## Task
Give back exactly the lines from the one containing "Target: black bag on ground" through the end of the records, including both, and no others.

━━ Material for this exercise ━━

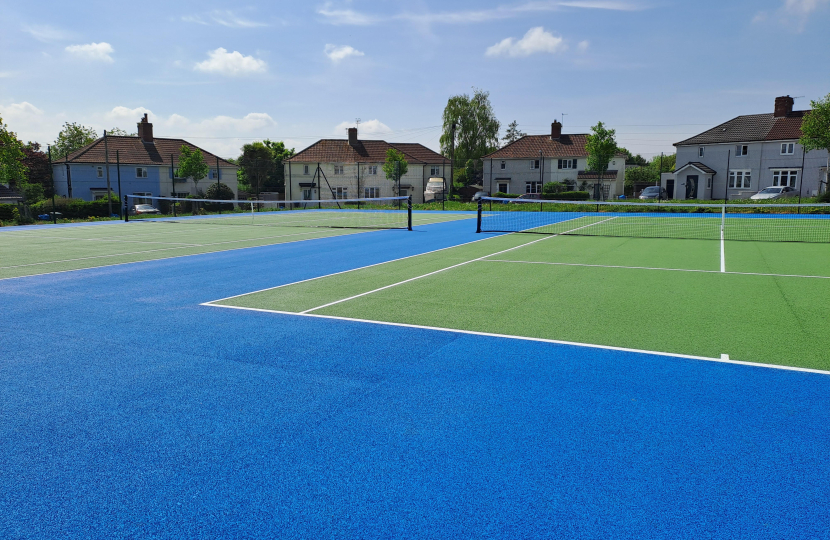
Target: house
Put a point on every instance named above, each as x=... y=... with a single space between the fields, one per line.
x=745 y=155
x=147 y=166
x=525 y=165
x=353 y=168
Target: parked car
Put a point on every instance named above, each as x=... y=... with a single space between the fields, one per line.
x=654 y=192
x=775 y=192
x=145 y=209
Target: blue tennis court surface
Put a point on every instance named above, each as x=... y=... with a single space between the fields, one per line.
x=131 y=411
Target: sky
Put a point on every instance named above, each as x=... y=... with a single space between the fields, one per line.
x=221 y=74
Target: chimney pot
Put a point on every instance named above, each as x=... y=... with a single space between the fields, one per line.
x=783 y=106
x=145 y=130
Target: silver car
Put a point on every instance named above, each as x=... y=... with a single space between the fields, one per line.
x=774 y=192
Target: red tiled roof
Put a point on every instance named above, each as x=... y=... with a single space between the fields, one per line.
x=529 y=146
x=133 y=151
x=340 y=151
x=752 y=128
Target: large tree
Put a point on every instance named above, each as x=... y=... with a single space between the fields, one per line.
x=601 y=147
x=815 y=131
x=72 y=137
x=476 y=127
x=395 y=167
x=12 y=169
x=513 y=133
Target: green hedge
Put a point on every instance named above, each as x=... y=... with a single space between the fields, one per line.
x=567 y=196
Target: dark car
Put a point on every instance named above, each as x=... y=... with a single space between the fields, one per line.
x=654 y=192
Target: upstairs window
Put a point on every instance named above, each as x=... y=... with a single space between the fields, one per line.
x=740 y=179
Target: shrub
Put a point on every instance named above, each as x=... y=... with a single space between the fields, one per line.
x=568 y=196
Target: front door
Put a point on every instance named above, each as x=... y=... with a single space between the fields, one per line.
x=691 y=187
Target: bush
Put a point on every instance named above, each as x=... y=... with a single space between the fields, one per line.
x=567 y=196
x=8 y=212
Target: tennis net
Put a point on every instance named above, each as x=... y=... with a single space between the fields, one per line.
x=756 y=222
x=378 y=213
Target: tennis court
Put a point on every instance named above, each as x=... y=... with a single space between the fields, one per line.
x=433 y=383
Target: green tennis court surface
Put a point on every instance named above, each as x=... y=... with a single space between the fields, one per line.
x=32 y=250
x=665 y=295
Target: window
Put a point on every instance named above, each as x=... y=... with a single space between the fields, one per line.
x=740 y=179
x=784 y=178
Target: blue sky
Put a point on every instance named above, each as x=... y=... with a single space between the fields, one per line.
x=225 y=73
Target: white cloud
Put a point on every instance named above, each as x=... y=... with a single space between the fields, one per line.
x=351 y=17
x=231 y=63
x=536 y=40
x=223 y=18
x=46 y=33
x=97 y=52
x=337 y=53
x=366 y=130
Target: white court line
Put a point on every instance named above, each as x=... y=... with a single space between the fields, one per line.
x=723 y=359
x=445 y=269
x=654 y=268
x=157 y=250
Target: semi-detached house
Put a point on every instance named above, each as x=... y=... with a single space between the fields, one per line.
x=747 y=154
x=352 y=168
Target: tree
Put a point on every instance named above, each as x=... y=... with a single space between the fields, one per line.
x=815 y=131
x=72 y=137
x=12 y=169
x=256 y=163
x=601 y=147
x=192 y=165
x=477 y=130
x=395 y=167
x=513 y=133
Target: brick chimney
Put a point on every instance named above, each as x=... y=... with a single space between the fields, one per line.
x=783 y=106
x=145 y=130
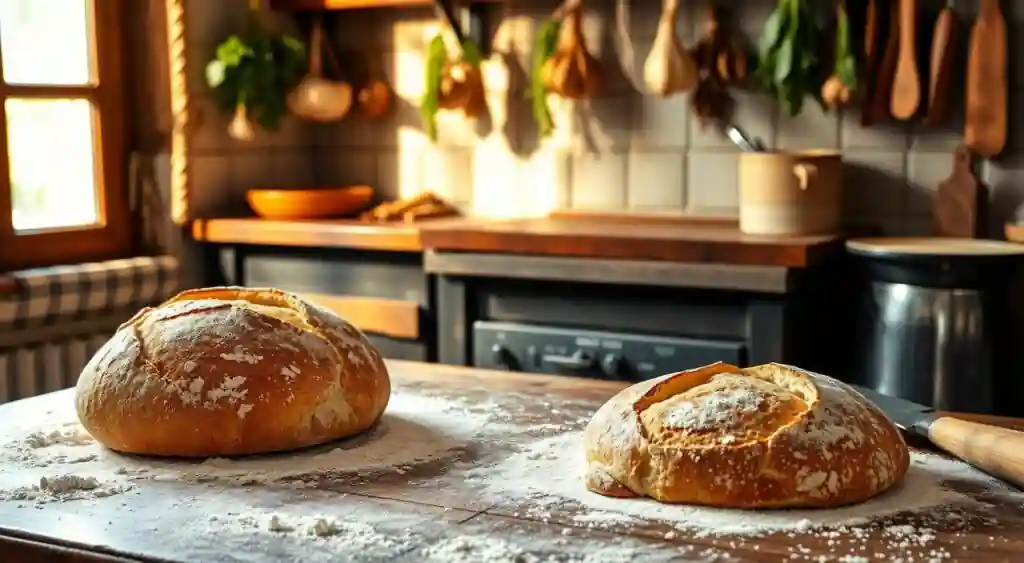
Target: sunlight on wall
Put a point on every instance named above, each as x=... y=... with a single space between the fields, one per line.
x=479 y=173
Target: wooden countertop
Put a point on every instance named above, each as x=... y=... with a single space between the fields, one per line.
x=347 y=233
x=658 y=241
x=654 y=239
x=419 y=507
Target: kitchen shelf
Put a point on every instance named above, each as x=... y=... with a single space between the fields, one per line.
x=313 y=5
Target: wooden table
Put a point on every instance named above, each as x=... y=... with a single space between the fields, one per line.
x=427 y=505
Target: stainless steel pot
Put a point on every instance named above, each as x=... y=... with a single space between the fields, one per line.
x=935 y=320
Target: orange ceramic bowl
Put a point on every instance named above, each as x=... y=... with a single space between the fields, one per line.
x=309 y=204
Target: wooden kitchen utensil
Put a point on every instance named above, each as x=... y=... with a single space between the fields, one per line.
x=985 y=116
x=316 y=98
x=871 y=58
x=940 y=74
x=906 y=86
x=882 y=89
x=960 y=208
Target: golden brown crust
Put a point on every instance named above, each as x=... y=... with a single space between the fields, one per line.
x=231 y=371
x=767 y=436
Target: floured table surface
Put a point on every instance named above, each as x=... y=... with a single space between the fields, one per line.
x=466 y=466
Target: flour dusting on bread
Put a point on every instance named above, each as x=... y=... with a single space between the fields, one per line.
x=768 y=436
x=266 y=369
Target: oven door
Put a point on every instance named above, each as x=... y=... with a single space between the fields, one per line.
x=595 y=354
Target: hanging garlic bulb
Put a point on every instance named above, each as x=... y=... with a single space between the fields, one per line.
x=670 y=69
x=241 y=128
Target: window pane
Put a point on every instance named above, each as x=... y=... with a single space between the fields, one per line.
x=45 y=41
x=52 y=169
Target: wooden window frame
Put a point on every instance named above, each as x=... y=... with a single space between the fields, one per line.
x=113 y=236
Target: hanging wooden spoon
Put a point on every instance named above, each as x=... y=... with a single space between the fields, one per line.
x=881 y=93
x=985 y=117
x=906 y=87
x=941 y=72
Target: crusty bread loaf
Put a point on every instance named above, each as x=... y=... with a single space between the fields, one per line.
x=231 y=371
x=768 y=436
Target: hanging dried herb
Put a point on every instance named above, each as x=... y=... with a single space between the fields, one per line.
x=254 y=72
x=788 y=66
x=544 y=48
x=450 y=83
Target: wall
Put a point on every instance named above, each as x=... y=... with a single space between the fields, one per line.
x=623 y=152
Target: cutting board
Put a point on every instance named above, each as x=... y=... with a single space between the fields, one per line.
x=961 y=201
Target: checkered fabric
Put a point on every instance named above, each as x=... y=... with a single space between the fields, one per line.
x=36 y=370
x=47 y=296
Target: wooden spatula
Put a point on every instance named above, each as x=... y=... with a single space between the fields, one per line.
x=906 y=87
x=941 y=70
x=961 y=201
x=985 y=116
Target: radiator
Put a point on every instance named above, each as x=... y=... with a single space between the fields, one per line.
x=44 y=367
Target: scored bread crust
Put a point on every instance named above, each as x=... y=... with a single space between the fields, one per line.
x=231 y=371
x=762 y=437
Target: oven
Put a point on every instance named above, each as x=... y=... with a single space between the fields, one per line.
x=595 y=354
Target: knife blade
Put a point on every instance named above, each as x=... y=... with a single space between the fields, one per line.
x=994 y=449
x=910 y=417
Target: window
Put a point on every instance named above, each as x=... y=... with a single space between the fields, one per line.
x=62 y=193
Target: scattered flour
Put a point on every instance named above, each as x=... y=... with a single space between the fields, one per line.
x=547 y=475
x=323 y=530
x=415 y=430
x=61 y=488
x=715 y=409
x=483 y=549
x=61 y=445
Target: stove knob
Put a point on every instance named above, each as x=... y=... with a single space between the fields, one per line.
x=502 y=357
x=613 y=366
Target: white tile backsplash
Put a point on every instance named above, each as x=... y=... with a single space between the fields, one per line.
x=656 y=181
x=624 y=150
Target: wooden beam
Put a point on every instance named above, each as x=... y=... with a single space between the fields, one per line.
x=769 y=279
x=314 y=5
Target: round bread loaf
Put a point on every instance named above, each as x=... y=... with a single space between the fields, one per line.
x=762 y=437
x=231 y=371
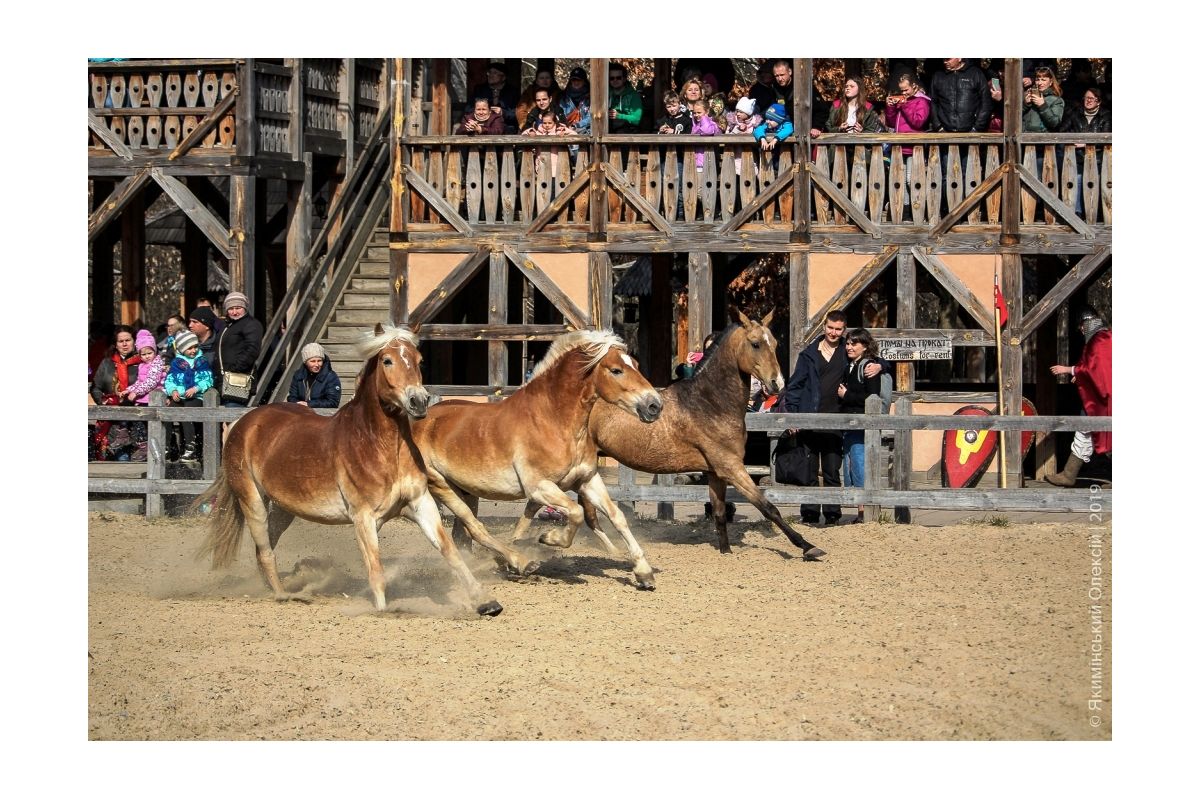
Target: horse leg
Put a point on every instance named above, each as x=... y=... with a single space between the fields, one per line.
x=277 y=521
x=717 y=497
x=594 y=491
x=549 y=494
x=253 y=509
x=366 y=528
x=593 y=522
x=425 y=513
x=465 y=511
x=745 y=485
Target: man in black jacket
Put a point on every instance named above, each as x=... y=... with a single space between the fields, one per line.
x=239 y=343
x=961 y=98
x=813 y=388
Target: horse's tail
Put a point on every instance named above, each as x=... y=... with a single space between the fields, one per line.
x=226 y=522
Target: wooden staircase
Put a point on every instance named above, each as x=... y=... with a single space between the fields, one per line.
x=364 y=302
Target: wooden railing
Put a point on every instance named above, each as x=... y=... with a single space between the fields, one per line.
x=157 y=104
x=879 y=489
x=729 y=181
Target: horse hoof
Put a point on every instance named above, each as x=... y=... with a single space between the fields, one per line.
x=491 y=608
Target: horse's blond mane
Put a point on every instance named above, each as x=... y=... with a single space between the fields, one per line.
x=372 y=343
x=594 y=343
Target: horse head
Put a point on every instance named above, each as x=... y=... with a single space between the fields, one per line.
x=618 y=382
x=756 y=352
x=396 y=371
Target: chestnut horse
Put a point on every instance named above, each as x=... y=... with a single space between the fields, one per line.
x=535 y=443
x=360 y=465
x=703 y=428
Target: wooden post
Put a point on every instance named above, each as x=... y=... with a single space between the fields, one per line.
x=211 y=450
x=156 y=455
x=798 y=307
x=401 y=198
x=1013 y=287
x=873 y=446
x=497 y=314
x=241 y=212
x=802 y=180
x=1011 y=184
x=600 y=289
x=133 y=260
x=906 y=318
x=700 y=299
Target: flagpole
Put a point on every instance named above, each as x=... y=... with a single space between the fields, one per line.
x=1000 y=389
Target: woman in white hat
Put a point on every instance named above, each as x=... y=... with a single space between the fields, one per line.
x=316 y=384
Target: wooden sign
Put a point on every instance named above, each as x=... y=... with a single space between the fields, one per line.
x=966 y=453
x=934 y=348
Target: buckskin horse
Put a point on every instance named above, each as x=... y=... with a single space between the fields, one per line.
x=535 y=443
x=359 y=465
x=702 y=426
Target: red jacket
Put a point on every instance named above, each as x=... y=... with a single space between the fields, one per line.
x=1093 y=379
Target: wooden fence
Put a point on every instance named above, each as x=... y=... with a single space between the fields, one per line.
x=880 y=489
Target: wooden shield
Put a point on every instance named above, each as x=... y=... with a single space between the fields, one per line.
x=967 y=453
x=1027 y=409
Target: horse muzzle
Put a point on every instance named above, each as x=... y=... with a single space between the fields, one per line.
x=417 y=402
x=649 y=408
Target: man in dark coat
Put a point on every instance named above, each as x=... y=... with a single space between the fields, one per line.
x=315 y=383
x=811 y=389
x=961 y=97
x=237 y=348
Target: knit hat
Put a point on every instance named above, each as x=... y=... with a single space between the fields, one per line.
x=235 y=300
x=312 y=350
x=204 y=316
x=186 y=340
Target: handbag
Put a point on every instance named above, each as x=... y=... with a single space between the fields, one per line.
x=237 y=386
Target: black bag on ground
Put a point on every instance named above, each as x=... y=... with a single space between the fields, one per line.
x=791 y=462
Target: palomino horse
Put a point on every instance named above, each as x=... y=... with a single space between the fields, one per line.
x=360 y=465
x=535 y=443
x=702 y=427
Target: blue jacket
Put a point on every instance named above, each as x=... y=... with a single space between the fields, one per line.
x=325 y=390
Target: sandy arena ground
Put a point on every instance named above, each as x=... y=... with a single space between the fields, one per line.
x=971 y=631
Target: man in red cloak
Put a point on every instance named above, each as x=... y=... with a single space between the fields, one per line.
x=1093 y=379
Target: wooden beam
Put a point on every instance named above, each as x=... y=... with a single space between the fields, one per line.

━━━

## Complete output
Target: black bag on ground
Put a point on every instance named above, each as x=... y=... with a single space between the fields, one per line.
x=791 y=462
Target: palomino horse
Put a point on every instance named above, each as x=... y=... with a single space between the fields, one per line.
x=360 y=465
x=535 y=443
x=702 y=427
Target: blue jacket
Put a point on every instance named above, each as x=... y=... with a single space between the fields, one per line.
x=325 y=390
Target: sandy arena ground
Put a point on every instance named above, each as x=... y=... with a single space between the fields, one per line.
x=971 y=631
Target: man in red cloak
Put a point on every instance named above, each as x=... y=... with a single space between the fields, one per line.
x=1093 y=379
Target: wooden beam
Put a point on every instance named above, each as x=... y=... with a single space between the fields, one per line.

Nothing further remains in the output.